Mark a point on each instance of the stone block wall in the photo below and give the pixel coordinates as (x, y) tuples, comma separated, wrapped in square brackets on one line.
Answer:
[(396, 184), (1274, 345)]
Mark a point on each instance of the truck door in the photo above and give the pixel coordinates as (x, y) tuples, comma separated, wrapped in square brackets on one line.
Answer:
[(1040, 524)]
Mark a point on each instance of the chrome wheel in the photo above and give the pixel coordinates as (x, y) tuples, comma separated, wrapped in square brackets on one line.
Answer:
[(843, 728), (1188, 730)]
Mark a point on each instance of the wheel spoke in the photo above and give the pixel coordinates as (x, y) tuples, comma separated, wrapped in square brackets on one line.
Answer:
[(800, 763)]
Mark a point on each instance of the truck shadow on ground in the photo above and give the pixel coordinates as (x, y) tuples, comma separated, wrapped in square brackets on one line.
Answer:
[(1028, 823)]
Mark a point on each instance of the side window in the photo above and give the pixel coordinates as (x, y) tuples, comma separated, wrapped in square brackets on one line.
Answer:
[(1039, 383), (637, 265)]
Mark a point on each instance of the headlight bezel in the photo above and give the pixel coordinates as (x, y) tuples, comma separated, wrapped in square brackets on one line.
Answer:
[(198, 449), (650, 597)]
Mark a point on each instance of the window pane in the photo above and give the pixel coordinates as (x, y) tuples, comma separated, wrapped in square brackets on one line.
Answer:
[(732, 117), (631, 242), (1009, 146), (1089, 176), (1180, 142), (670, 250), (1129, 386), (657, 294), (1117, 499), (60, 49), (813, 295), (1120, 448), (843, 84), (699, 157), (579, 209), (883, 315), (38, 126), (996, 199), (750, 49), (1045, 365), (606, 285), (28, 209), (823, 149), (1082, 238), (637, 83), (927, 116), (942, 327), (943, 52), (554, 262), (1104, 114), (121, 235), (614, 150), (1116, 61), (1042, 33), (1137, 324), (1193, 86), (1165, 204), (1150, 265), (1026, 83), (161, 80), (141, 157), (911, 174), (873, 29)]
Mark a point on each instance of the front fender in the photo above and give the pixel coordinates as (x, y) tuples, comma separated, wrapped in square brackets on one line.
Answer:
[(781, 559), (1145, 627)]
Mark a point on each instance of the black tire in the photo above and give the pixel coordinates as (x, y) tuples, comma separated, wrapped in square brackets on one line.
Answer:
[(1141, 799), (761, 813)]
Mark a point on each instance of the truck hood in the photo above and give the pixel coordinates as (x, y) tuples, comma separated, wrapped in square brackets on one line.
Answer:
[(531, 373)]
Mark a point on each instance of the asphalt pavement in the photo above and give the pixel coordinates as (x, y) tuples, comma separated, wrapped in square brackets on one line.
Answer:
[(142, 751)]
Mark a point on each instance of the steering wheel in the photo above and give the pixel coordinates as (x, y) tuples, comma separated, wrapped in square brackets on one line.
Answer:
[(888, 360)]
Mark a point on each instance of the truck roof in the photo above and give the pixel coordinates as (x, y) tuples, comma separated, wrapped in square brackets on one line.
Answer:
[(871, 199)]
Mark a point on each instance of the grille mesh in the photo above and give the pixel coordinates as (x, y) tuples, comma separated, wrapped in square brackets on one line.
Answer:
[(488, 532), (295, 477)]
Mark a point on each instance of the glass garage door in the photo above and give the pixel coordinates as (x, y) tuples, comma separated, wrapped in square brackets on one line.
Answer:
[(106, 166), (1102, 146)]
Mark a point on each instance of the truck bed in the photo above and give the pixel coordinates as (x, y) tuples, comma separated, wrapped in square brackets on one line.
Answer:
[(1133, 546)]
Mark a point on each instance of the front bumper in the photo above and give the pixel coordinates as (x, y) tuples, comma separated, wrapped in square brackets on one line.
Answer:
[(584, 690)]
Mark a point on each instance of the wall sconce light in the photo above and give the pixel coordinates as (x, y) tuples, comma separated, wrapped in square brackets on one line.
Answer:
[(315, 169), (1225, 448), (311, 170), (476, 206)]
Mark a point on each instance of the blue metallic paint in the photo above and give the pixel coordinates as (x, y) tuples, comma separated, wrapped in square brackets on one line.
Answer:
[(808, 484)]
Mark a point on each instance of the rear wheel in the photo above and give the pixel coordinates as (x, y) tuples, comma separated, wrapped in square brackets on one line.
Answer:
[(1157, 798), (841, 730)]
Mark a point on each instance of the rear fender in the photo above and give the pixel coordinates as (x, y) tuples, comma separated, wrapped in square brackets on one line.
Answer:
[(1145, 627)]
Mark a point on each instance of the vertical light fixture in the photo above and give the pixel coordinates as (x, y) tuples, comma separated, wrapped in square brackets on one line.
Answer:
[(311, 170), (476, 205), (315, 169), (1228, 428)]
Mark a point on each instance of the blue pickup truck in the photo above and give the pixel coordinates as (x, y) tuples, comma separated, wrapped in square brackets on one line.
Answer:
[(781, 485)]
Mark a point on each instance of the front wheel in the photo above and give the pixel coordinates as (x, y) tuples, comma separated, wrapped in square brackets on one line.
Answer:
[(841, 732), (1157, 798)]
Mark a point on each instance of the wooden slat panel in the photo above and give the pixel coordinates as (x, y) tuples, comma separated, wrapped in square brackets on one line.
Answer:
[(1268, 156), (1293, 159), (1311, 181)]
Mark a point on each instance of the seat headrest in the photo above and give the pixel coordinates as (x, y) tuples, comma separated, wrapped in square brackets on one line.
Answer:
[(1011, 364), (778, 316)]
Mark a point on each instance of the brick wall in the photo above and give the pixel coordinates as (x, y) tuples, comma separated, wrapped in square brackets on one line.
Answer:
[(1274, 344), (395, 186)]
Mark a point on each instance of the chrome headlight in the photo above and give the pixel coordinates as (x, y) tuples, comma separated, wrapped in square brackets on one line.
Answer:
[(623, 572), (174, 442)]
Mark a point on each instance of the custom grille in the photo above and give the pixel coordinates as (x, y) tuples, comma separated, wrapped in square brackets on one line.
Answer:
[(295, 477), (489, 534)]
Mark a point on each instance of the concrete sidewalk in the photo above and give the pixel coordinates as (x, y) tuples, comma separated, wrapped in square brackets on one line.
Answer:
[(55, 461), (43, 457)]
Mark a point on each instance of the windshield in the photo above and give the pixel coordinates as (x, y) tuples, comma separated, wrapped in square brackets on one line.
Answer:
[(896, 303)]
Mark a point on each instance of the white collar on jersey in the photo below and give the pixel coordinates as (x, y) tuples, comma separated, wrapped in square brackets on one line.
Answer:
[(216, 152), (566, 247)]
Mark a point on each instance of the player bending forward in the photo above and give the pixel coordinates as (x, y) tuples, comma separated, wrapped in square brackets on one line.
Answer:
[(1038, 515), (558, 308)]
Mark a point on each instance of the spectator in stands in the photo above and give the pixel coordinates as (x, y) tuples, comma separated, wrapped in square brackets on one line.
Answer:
━━━━━━━━━━━━━━━━
Set exercise:
Reproduce verbatim everything above from the line containing "Mark a point on each instance of the truck shadow" down to the line containing "[(198, 449), (650, 597)]", including both of those lines.

Result:
Mark a point on each instance of the truck shadow on ground in the photo above and give the pixel coordinates as (x, y) tuples, comma separated, wrapped in square brackets on one line.
Answer:
[(1028, 823)]
Mark a point on each instance of the side window in the photo above and give the pixel coordinates as (x, y) tuples, comma separated, wrapped in square brackets on one line.
Answer:
[(1039, 383), (637, 265)]
Mark a point on each instance of the headlight bezel in the photo above and give the pixel coordinates as (x, y) tuples, comma separated, wrapped in square brackets on one line.
Answer:
[(198, 449), (650, 597)]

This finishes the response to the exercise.